Do this:
Copy each of the records below word for word.

┄┄┄┄┄┄┄┄┄┄┄┄┄┄┄┄┄┄┄┄

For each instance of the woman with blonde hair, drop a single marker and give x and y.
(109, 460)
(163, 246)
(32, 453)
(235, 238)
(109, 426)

┄┄┄┄┄┄┄┄┄┄┄┄┄┄┄┄┄┄┄┄

Finished exercise:
For each instance of the woman with blonde hair, drop a single marker and give x and y.
(109, 460)
(163, 246)
(32, 453)
(235, 238)
(109, 426)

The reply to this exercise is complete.